◆ **Fragment tekstu**:
»»

Przejdź do głównej zawartości

O niesamodzielności dzieci i nauce odpowiedzialności - Post Gościnny

- Muszę wrócić do domu, aby przypilnować moje dziecko, czy odrobiło niemiecki.

- Jak ja go nie obudzę do szkoły, to nie wiem, co będzie...

- Znowu jedynka z chemii. Ma już dwie ,a do końca semestru niedaleko, jak on to nadrobi? Muszę z nim usiąść i poprawić.


To są słowa rodziców nie malutkich dzieci, ale piętnasto, szesnasto i osiemnastolatków. Młodych ludzi, którzy w świetle prawa mogą być wolontariuszami, podejmować pracę w niepełnym wymiarze godzin, uprawiać seks. Za rok czy dwa otrzymają prawa wyborcze, będą mogli podejmować decyzje finansowe, prowadzić samochód, pić alkohol, w pełni odpowiadać za swoje czyny przed organami sprawiedliwości. Będą mogli się wyprowadzić z domu, wyrazić zgodę na zabiegi medyczne ze zmianą płci włącznie.

A jeszcze rok, dwa albo trzy lata wcześniej nie są w stanie samodzielnie odrobić lekcji czy obudzić się, aby zdążyć do szkoły. Są naprawdę tak niesamodzielni i bezradni, czy tylko takimi widzą ich rodzice? Czy przeskok od takiej zależności do pełnej samodzielności i ponoszenia konsekwencji własnych decyzji nie będzie zbyt gwałtowny?

««

◆ **Wyodrębnione wpisy**:
»»

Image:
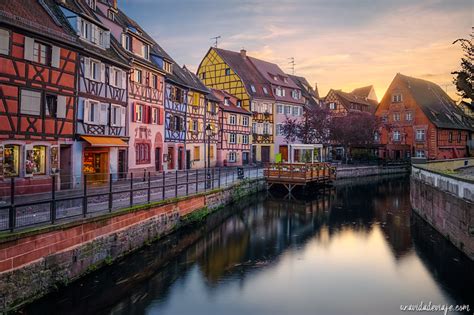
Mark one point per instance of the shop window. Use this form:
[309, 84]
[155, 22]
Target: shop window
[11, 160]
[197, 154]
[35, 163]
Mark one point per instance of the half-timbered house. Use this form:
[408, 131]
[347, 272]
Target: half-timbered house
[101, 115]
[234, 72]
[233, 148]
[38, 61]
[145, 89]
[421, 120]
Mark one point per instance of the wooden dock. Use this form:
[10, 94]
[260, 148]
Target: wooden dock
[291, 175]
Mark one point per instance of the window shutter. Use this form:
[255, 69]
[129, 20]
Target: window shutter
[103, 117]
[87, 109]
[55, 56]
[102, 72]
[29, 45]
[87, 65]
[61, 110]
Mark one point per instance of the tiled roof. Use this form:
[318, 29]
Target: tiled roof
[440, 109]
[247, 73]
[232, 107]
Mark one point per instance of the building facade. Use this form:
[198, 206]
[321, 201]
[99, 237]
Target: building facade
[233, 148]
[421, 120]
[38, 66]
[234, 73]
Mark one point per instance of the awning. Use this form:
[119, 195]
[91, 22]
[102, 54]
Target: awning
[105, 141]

««
»»

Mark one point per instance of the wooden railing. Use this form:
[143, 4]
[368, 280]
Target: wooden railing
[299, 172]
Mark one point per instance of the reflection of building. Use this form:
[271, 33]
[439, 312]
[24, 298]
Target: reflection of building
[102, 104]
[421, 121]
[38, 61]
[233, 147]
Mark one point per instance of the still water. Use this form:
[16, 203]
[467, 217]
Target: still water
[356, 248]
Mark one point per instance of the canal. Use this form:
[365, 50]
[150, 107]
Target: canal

««
»»

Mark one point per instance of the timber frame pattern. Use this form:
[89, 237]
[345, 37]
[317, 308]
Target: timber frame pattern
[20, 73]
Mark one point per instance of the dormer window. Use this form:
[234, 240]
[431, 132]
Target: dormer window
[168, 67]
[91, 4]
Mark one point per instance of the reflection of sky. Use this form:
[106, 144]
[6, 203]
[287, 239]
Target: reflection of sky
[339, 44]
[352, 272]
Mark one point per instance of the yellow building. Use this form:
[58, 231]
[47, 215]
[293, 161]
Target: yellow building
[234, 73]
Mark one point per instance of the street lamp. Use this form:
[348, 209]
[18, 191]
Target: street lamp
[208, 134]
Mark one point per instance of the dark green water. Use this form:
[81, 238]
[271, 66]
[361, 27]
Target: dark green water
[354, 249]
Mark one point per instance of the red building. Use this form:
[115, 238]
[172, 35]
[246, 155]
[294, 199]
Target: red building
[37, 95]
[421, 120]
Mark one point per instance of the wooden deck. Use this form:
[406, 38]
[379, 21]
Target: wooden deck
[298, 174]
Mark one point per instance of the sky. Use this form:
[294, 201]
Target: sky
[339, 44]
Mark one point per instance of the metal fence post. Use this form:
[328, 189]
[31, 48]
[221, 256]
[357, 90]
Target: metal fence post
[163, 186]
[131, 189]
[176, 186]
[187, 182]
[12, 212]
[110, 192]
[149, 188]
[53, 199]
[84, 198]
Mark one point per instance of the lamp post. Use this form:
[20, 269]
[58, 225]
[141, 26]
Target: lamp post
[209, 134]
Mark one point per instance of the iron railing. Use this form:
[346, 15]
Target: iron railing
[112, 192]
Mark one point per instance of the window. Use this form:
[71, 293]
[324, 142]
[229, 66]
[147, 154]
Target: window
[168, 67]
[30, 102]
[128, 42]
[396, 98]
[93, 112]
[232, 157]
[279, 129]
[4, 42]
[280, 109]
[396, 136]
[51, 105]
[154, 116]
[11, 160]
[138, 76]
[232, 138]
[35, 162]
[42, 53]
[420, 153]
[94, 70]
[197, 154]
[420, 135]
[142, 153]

««

◆ **Twoje zadania**:
1 - Przepisz fragment tekstu o niesamodzielności dzieci, zaczynając od miejsca ze słowami „- Jak ja go” i kończąc po słowach „zmianą płci włącznie.”. Zamień w nim „samochód” na „motocykl”.
2 - Przetłumacz na angielski to zdanie z tekstu o niesamodzielności dzieci: „Są naprawdę tak niesamodzielni i bezradni, czy tylko takimi widzą ich rodzice?”
3 - Oceń, czy poniższe stwierdzenia zgadzają się z tekstem o niesamodzielności dzieci. Przy każdym odpowiedz „tak” lub „nie” i przytocz rozstrzygające słowa tekstu. (a) Przytoczone wypowiedzi pochodzą od rodziców małych dzieci. (b) Za rok lub dwa młodzi ludzie będą mogli prowadzić samochód. (c) Jeden z rodziców mówi o jedynce z chemii.
Wiersze nie mają tu żadnego znaczenia.

◆ **Wyniki ćwiczeń**:
1 -
- Jak ja go nie obudzę do szkoły, to nie wiem, co będzie...

- Znowu jedynka z chemii. Ma już dwie ,a do końca semestru niedaleko, jak on to nadrobi? Muszę z nim usiąść i poprawić.


To są słowa rodziców nie malutkich dzieci, ale piętnasto, szesnasto i osiemnastolatków. Młodych ludzi, którzy w świetle prawa mogą być wolontariuszami, podejmować pracę w niepełnym wymiarze godzin, uprawiać seks. Za rok czy dwa otrzymają prawa wyborcze, będą mogli podejmować decyzje finansowe, prowadzić motocykl, pić alkohol, w pełni odpowiadać za swoje czyny przed organami sprawiedliwości. Będą mogli się wyprowadzić z domu, wyrazić zgodę na zabiegi medyczne ze zmianą płci włącznie.

2 - Are they really so dependent and helpless, or is that only how their parents see them?

3 -
(a) Nie: „To są słowa rodziców nie malutkich dzieci, ale piętnasto, szesnasto i osiemnastolatków.”
(b) Tak: „Za rok czy dwa otrzymają prawa wyborcze, będą mogli podejmować decyzje finansowe, prowadzić samochód”.
(c) Tak: „Znowu jedynka z chemii.”